* _Written task_
Write the next part of the patent passage describing the tube-mounted speaker system, starting right after its final sentence.

In accordance with an aspect of the present invention, a speaker system includes a vertically oriented elongated tube supported on a ground surface and having an axial direction, the tube being open at upper and lower ends thereof; a speaker mounted at a lower end of the vertically oriented elongated tube and having a front driving face with an effective driving area, the speaker providing an in-phase audio signal directed upwardly through the elongated tube and an out-of-phase ground wave audio signal directed in an opposite direction therefrom; an enclosure for at least partially enclosing the speaker; and means for providing resistive loading at a lower portion of the speaker, the means for providing resistive loading including a restricted open area formed by the enclosure adjacent to the ground surface, the restricted open area being less than the effective driving area and being arranged to transmit the out-of-phase ground wave audio signal from the speaker in a direction transverse to the axial direction.

* _Data_
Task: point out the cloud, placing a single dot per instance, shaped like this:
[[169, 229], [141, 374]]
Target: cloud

* _Response to this task_
In one embodiment, the enclosure mounts the elongated tube on the ground surface, the enclosure having at least one side wall in at least partially surrounding relation to the speaker and a top wall with an opening therein in alignment with the elongated tube; and the restricted open area is in the at least one side wall of the enclosure adjacent to the ground surface. In such case, the at least one open area includes a plurality of openings provided at a lower portion of the at least one side wall of the enclosure.

In another embodiment, the enclosure mounts the elongated tube on the ground surface, the enclosure having at least one side wall in at least partially surrounding relation to the speaker and a top wall with an opening therein in alignment with the elongated tube; and further including means for supporting the enclosure above the ground surface such that the restricted open area is defined by an area between a lower end of the enclosure and the ground surface.

In still another embodiment, the speaker is mounted within the elongated tube, and the enclosure is formed by a lower end of the elongated tube. In such case, the restricted open area is in the lower end of the elongated tube, or is defined by an area between the lower end the elongated tube and the ground surface.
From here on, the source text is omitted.